_ENTRIES SUPPLIED:_

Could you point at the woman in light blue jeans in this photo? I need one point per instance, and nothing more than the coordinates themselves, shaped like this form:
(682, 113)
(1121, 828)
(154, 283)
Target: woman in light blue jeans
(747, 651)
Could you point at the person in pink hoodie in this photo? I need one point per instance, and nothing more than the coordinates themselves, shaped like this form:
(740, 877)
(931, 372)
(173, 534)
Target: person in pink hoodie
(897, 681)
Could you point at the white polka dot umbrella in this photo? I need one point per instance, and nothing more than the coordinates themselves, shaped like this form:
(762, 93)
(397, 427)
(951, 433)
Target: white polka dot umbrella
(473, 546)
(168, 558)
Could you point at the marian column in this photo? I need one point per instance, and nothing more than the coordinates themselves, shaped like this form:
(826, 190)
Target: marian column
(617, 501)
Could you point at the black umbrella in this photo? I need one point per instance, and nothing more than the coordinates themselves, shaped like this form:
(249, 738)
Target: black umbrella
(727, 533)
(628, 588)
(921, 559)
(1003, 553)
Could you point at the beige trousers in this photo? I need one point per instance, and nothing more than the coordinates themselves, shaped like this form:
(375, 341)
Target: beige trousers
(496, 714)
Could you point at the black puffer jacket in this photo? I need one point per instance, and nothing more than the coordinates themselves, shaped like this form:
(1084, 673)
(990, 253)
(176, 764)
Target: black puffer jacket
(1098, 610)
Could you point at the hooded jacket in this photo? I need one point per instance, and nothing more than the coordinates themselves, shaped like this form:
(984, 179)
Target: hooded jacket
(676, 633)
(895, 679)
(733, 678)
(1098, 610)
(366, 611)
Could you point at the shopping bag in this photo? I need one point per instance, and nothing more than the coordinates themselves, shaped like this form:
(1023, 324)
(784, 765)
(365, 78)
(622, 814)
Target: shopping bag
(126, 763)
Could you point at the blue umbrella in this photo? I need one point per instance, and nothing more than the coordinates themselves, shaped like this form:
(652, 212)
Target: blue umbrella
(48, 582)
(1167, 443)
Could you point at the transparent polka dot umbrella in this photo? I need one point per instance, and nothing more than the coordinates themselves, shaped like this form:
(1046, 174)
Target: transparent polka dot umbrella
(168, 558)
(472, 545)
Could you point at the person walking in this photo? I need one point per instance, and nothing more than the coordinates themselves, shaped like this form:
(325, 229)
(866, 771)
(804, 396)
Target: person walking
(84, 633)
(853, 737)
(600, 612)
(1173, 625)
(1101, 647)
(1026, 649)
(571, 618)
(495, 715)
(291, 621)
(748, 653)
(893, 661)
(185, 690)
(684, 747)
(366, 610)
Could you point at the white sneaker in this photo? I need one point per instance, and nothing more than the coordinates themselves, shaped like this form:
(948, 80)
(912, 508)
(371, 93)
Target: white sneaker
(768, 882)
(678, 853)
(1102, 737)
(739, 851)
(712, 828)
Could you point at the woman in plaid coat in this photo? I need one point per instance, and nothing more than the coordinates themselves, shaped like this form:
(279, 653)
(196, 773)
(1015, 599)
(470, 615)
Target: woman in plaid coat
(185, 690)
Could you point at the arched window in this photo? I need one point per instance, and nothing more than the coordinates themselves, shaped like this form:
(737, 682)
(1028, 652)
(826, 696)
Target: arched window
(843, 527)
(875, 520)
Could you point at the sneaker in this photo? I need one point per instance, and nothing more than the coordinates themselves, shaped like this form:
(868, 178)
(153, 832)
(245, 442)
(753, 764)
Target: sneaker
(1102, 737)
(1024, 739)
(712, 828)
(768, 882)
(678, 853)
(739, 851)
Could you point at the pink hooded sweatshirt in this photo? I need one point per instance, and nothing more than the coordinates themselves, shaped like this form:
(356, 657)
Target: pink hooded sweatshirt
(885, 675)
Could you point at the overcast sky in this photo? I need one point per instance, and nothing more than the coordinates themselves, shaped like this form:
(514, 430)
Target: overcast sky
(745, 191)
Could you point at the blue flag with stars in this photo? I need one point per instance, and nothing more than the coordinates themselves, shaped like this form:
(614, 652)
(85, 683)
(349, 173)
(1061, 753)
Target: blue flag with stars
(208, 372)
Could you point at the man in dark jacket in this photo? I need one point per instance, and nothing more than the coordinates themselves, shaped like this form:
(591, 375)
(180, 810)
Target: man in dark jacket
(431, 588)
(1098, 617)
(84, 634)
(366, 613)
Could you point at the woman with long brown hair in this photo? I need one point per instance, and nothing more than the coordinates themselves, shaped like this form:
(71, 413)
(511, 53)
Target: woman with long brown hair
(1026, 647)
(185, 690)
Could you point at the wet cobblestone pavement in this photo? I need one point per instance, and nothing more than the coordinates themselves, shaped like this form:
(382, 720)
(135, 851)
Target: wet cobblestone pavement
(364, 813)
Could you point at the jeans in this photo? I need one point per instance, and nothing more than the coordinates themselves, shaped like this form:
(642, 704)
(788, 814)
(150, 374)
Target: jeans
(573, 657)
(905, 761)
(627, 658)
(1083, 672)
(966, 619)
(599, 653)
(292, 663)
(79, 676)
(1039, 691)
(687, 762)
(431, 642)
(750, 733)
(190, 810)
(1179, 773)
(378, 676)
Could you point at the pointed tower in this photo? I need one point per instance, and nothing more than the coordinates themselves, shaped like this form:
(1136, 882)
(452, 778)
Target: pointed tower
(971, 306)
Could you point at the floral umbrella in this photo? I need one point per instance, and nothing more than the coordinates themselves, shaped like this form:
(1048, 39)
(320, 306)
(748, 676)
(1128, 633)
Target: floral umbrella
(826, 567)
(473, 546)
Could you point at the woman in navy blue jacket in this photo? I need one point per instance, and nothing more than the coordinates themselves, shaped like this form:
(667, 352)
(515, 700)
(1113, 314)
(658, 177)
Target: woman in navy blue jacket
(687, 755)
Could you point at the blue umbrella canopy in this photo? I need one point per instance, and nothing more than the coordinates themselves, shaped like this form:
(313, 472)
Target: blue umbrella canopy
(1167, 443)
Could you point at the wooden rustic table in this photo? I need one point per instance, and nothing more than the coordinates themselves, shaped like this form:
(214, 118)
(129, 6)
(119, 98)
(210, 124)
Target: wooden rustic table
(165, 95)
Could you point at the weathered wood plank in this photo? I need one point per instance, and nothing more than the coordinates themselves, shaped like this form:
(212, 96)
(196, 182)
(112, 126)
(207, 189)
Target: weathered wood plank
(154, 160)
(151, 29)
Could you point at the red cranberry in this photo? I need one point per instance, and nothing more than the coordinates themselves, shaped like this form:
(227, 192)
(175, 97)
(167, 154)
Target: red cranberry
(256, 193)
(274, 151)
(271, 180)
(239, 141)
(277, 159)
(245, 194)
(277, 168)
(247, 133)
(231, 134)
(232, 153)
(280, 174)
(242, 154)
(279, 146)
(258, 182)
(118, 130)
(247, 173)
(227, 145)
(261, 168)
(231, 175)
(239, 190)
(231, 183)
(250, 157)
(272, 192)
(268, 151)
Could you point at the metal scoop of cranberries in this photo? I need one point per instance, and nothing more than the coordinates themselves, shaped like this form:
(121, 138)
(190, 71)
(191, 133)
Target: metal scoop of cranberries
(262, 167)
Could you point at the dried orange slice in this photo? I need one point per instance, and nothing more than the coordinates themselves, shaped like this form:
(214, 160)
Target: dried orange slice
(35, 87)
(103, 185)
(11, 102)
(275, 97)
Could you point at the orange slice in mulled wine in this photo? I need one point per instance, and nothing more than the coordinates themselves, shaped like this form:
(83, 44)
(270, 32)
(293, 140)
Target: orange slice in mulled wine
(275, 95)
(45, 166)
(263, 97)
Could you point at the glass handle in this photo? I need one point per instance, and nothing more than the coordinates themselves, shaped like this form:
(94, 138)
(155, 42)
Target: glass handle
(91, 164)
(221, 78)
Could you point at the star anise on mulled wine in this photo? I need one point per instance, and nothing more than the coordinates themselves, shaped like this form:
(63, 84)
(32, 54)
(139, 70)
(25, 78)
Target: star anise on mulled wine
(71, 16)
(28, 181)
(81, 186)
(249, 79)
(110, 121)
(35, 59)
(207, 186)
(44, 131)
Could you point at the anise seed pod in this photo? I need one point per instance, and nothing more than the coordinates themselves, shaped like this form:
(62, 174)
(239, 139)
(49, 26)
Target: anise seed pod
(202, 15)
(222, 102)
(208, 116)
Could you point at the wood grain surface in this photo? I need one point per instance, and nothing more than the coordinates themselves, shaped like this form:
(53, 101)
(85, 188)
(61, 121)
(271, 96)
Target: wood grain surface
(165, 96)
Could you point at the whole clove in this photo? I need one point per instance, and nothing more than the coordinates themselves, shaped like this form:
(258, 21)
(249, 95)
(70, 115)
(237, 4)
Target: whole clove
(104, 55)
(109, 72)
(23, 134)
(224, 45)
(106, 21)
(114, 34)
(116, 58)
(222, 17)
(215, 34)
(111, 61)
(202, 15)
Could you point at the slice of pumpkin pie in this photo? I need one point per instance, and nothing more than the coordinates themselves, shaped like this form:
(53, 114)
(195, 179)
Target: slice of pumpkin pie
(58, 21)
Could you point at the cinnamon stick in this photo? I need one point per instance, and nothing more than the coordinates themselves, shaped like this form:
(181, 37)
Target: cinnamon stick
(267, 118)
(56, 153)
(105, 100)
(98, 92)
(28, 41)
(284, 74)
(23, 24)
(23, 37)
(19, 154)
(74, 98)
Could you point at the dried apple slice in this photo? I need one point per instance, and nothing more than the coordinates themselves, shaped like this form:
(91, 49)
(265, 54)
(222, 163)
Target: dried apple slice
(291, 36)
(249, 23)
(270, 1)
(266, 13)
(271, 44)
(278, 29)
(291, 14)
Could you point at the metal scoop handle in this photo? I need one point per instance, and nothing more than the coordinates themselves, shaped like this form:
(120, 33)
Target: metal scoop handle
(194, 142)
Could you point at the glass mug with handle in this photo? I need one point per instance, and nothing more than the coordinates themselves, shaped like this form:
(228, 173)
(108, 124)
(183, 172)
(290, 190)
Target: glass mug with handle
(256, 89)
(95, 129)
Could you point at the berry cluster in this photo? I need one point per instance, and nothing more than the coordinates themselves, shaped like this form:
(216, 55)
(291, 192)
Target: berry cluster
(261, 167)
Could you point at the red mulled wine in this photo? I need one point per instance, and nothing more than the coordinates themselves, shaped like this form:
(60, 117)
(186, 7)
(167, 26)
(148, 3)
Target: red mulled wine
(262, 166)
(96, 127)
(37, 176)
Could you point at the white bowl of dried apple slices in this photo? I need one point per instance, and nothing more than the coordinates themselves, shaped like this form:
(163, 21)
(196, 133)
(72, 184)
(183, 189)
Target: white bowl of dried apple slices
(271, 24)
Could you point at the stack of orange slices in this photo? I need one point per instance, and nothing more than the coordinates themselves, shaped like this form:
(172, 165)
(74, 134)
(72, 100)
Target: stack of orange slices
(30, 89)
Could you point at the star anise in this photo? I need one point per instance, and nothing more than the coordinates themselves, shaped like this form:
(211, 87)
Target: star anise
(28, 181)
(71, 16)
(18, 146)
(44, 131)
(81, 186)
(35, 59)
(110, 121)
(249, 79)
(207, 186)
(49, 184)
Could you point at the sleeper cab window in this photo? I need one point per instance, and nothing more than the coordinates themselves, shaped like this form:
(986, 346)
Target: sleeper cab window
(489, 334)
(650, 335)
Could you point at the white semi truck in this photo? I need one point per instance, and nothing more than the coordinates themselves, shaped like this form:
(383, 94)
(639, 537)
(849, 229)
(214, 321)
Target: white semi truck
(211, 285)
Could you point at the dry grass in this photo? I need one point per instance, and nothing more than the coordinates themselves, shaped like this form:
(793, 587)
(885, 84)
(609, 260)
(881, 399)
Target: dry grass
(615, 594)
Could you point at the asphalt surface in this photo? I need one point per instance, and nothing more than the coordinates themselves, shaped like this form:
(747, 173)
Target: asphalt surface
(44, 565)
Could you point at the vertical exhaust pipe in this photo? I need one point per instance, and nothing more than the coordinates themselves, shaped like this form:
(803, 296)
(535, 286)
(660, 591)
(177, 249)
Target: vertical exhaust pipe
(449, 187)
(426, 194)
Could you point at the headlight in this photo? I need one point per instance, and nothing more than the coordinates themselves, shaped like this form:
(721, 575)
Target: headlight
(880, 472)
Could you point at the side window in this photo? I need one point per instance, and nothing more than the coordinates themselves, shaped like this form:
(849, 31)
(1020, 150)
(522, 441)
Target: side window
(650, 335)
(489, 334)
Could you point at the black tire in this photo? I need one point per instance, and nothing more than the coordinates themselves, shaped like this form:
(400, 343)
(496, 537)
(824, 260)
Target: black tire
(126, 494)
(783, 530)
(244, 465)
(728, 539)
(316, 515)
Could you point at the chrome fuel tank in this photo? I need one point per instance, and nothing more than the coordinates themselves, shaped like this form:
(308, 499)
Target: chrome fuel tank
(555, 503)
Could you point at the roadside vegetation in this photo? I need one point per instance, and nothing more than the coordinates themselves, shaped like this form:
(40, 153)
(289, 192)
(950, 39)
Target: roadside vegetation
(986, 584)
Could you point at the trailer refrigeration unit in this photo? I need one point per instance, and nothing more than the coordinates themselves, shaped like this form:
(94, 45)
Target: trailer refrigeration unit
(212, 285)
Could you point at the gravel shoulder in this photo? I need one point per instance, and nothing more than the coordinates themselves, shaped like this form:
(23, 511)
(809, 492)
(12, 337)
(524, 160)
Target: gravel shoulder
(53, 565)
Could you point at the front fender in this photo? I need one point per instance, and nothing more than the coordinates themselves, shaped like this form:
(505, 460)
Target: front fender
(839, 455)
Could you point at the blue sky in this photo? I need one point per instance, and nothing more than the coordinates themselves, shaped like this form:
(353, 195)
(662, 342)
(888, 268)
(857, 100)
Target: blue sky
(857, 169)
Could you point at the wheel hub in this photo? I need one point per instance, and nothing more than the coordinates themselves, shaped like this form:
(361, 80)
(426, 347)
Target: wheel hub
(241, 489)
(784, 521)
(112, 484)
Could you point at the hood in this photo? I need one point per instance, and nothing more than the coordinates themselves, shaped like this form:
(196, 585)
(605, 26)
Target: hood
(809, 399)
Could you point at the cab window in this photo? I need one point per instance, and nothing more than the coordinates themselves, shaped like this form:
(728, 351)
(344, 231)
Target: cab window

_WHAT IS REQUIRED:_ Return, word for word, the lines of the records from the line containing "Could you point at the wheel" through the last line of the records.

_CORRECT RESPONSE:_
Could you point at the wheel hub in this photo? I need one point per instance, and nothing more than the coordinates themselves, shaped like this form:
(361, 80)
(426, 347)
Target: wheel hub
(241, 489)
(784, 521)
(112, 484)
Could you point at the hood in this photo? I need one point per instance, and nothing more than the coordinates themselves, shaped like this form:
(196, 585)
(605, 26)
Target: hood
(809, 399)
Could you point at the cab window in this photo? I need one point per instance, and nothing more than the coordinates themselves, shaped like this form:
(728, 351)
(344, 231)
Target: cab window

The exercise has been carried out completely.